▶ **TASK TO COMPLETE**: From the first line through the one containing "Objective: locate each instance of the dirt ground", restate the listing word for word, and give no other lines.
****************************************
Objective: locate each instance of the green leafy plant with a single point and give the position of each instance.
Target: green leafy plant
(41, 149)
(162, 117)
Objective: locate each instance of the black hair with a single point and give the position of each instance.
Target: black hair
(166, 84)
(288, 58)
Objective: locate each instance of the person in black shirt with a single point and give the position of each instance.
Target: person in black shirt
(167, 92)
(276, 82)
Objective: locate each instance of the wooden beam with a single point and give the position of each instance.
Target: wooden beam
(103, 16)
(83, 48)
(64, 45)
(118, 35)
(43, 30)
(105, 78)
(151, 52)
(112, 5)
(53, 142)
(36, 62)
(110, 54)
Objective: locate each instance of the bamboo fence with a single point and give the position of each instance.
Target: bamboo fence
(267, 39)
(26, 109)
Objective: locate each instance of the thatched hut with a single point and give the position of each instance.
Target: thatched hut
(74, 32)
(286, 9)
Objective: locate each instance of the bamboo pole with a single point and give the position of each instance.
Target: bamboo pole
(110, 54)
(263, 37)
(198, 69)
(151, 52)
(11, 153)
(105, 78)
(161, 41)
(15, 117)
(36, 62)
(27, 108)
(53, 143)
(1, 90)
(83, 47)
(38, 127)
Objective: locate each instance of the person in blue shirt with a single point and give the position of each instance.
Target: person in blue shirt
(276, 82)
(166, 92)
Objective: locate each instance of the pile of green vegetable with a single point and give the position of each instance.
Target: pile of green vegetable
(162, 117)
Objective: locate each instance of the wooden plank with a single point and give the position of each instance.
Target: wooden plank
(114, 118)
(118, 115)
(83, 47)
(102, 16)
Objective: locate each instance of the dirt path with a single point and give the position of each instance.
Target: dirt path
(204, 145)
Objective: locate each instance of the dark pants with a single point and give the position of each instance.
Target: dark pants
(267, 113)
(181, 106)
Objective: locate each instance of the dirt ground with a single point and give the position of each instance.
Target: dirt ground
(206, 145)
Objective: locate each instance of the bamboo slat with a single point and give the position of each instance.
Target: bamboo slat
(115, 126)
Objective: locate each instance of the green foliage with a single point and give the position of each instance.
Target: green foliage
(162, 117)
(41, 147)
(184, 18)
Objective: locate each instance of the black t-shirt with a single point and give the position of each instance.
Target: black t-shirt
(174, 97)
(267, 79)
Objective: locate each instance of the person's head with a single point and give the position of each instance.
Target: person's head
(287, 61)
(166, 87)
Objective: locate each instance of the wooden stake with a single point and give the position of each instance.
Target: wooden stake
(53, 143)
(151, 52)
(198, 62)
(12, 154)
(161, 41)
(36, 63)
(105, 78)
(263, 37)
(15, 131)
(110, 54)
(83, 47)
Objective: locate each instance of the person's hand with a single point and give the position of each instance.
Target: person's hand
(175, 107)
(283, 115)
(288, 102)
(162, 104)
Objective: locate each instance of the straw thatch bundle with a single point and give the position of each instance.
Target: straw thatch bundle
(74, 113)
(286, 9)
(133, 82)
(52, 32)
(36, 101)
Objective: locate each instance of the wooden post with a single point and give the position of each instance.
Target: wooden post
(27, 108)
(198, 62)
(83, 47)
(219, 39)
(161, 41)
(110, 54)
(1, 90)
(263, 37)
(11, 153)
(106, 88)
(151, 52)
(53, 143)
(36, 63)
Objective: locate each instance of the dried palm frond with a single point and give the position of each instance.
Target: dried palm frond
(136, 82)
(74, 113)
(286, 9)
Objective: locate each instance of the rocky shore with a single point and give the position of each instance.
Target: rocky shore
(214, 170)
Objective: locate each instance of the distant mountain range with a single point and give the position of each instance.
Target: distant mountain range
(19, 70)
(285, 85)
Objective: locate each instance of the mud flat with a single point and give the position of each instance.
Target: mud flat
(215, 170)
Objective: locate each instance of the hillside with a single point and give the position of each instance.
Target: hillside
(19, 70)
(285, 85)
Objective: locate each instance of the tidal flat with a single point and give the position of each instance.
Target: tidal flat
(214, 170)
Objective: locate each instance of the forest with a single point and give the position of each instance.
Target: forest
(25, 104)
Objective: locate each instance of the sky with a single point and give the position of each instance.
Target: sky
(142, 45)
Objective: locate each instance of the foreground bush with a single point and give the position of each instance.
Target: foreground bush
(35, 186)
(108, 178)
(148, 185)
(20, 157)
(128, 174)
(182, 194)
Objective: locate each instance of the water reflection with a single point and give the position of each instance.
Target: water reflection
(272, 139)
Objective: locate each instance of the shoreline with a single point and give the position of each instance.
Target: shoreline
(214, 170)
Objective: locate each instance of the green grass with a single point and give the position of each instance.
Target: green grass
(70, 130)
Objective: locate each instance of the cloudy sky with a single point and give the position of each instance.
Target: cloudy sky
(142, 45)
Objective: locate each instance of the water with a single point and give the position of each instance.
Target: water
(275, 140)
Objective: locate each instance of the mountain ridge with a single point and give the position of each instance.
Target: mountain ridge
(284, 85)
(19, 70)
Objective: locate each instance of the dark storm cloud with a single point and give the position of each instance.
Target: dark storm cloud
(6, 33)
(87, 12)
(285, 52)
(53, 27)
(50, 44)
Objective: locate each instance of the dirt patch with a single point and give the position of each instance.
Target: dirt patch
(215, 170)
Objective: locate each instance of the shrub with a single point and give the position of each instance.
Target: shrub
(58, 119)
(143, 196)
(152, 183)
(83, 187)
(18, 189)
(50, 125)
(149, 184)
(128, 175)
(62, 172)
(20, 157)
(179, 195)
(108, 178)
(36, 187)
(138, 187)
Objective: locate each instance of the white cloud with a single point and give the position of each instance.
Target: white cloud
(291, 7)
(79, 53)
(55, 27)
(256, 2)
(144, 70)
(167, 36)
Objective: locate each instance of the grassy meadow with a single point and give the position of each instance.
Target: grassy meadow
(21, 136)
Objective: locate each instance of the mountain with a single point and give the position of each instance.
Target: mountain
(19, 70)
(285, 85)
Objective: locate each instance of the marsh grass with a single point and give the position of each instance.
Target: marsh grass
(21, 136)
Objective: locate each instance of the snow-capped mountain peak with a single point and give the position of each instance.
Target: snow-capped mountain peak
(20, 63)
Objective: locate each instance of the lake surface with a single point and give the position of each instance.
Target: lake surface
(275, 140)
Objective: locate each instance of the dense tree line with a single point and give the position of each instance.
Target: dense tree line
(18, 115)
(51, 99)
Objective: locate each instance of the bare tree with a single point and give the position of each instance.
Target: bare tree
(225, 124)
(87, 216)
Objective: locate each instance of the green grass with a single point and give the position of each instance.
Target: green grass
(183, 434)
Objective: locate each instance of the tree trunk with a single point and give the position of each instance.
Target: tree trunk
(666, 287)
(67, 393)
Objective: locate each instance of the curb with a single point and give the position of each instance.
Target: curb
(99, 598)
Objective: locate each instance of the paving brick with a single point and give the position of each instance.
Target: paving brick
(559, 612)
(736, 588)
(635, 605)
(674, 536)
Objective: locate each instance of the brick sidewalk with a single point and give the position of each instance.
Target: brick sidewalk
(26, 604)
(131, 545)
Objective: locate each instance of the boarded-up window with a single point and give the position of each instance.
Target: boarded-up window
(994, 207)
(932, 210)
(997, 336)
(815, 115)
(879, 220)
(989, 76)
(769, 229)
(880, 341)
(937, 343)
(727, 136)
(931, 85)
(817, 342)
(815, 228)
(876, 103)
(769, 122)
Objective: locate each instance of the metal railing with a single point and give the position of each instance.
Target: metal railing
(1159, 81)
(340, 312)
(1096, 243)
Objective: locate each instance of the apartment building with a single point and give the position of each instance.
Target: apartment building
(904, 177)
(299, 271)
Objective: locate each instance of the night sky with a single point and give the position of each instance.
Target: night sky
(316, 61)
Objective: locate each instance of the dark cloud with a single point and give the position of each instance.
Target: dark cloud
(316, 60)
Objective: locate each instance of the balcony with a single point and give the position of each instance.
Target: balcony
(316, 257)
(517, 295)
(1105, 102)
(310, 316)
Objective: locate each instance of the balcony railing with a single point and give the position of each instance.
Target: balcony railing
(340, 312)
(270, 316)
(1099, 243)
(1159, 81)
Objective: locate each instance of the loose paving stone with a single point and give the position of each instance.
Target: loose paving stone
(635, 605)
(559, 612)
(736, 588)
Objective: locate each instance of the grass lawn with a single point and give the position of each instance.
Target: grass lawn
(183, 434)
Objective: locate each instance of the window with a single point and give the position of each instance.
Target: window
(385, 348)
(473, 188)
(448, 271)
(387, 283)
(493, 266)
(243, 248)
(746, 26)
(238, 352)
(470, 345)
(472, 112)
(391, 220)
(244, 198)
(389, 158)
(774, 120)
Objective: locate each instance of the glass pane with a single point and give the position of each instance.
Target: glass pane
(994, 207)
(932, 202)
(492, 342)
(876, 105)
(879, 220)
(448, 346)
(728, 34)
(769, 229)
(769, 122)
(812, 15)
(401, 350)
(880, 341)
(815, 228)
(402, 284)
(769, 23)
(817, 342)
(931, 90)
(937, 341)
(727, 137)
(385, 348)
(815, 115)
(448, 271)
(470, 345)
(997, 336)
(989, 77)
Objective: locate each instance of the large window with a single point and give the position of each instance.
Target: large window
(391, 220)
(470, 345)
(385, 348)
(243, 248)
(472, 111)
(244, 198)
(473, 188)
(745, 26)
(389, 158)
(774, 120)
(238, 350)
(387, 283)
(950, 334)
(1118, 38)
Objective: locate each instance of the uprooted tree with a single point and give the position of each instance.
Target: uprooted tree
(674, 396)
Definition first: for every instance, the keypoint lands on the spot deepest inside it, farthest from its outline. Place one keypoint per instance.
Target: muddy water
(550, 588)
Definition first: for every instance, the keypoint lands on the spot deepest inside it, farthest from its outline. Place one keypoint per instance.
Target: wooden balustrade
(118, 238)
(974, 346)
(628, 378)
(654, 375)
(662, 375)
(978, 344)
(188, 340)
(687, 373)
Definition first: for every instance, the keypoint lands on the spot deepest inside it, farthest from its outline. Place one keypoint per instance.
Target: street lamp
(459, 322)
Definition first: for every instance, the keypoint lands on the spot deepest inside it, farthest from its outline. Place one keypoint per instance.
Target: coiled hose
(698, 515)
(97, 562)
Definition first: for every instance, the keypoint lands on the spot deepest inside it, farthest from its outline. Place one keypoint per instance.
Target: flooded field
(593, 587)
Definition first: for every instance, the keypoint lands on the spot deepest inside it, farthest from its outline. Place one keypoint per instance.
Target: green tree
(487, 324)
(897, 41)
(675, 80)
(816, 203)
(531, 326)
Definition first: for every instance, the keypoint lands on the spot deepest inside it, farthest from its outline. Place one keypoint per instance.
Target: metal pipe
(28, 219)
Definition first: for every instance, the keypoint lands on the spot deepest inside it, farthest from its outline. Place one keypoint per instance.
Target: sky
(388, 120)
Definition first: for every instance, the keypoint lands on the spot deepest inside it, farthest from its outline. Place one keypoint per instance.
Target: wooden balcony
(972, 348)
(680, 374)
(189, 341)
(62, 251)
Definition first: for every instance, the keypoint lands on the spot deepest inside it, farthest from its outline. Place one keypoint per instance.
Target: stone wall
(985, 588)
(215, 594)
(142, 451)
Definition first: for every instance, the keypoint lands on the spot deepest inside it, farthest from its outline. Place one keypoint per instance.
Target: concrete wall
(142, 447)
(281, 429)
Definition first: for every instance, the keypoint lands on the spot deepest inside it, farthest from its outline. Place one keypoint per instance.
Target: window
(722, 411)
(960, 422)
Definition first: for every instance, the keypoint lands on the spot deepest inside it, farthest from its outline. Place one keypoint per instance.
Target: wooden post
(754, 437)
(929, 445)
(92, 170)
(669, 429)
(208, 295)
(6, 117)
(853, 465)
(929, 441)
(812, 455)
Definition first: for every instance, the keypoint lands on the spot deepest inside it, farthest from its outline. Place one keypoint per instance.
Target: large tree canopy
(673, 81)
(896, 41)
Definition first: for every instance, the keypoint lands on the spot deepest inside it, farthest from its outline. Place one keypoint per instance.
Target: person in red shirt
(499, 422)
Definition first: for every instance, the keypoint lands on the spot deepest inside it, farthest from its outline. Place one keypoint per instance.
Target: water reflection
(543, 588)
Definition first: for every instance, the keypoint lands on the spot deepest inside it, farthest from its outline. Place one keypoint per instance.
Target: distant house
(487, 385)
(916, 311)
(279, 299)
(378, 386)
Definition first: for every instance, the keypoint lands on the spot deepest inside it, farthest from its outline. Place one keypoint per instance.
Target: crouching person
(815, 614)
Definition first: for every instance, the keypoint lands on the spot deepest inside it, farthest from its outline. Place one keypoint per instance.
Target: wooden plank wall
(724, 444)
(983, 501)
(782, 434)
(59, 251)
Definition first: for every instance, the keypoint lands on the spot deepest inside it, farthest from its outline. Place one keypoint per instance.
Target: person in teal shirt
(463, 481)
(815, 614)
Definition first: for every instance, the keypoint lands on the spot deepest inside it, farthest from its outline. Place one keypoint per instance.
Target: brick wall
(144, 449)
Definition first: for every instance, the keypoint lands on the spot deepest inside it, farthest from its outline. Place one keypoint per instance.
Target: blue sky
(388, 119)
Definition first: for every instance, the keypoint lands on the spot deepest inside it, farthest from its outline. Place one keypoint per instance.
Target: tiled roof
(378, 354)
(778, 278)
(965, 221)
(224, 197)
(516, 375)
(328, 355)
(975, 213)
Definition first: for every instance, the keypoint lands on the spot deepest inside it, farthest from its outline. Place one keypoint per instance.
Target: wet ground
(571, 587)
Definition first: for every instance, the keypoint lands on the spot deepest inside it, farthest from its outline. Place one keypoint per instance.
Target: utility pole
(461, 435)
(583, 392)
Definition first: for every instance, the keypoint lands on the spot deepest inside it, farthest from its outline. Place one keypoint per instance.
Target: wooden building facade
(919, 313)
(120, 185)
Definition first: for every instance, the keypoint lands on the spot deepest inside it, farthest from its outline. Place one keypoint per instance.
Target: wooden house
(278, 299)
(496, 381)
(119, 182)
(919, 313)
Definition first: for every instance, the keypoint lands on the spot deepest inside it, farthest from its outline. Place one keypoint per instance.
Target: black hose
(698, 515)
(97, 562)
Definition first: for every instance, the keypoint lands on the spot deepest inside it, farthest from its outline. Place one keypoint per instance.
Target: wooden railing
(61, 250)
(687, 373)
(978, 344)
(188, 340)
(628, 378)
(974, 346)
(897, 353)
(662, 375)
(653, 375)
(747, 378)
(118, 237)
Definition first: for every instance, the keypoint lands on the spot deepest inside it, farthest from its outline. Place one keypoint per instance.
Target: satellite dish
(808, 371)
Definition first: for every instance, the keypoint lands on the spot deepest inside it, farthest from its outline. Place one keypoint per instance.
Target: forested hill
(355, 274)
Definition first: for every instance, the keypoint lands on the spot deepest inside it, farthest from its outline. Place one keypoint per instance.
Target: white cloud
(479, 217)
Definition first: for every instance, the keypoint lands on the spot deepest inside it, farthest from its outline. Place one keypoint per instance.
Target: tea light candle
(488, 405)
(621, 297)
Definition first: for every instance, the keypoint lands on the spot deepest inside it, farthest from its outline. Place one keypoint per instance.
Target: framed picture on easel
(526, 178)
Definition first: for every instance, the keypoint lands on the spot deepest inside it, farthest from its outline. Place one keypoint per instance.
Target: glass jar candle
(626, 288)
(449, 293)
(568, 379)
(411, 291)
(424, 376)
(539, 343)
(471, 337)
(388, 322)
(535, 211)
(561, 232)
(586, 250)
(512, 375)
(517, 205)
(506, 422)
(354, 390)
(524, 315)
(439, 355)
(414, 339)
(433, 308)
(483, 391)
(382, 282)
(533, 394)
****************************************
▶ **REPLY**:
Objective: locate each instance of the green leafy plant with a single point and give the position of each instance.
Target: green leafy plant
(41, 149)
(162, 117)
Objective: locate each instance of the black hair with a single point and give the position of each instance.
Target: black hair
(166, 84)
(288, 58)
Objective: locate each instance of the person in black shirt with a single point and give the position of each instance.
Target: person in black shirt
(167, 92)
(276, 82)
Objective: locate each instance of the wooden beam with a single point and give the position of each instance.
Target: wooden beam
(103, 16)
(83, 48)
(64, 45)
(118, 35)
(43, 30)
(105, 78)
(151, 52)
(112, 5)
(53, 142)
(36, 62)
(110, 54)
Objective: locate each instance of the bamboo fence with a single point and give the position of each instance.
Target: bamboo fence
(267, 39)
(26, 109)
Objective: locate each instance of the thatched hut with a single point and give the position of each instance.
Target: thatched hut
(74, 32)
(286, 9)
Objective: locate each instance of the bamboo pole with a single point and give the position of each instance.
Target: bamboo pole
(110, 54)
(263, 37)
(198, 69)
(151, 52)
(11, 153)
(105, 78)
(161, 41)
(15, 117)
(36, 62)
(27, 108)
(53, 143)
(1, 90)
(83, 47)
(38, 127)
Objective: locate each instance of the person in blue shirt with a single point and give the position of each instance.
Target: person in blue shirt
(276, 82)
(166, 92)
Objective: locate each instance of the pile of green vegetable with a single point and give the position of each instance.
Target: pile of green vegetable
(162, 117)
Objective: locate each instance of the wooden plank with a single point and give the position of each instance.
Target: wooden plank
(114, 118)
(118, 115)
(83, 47)
(102, 16)
Objective: locate each instance of the dirt path with a single point and give the position of each instance.
Target: dirt path
(204, 145)
Objective: locate each instance of the dark pants with a single point and give the position of each instance.
Target: dark pants
(267, 113)
(181, 106)
Objective: locate each instance of the dirt ground with a single point and give the position of each instance.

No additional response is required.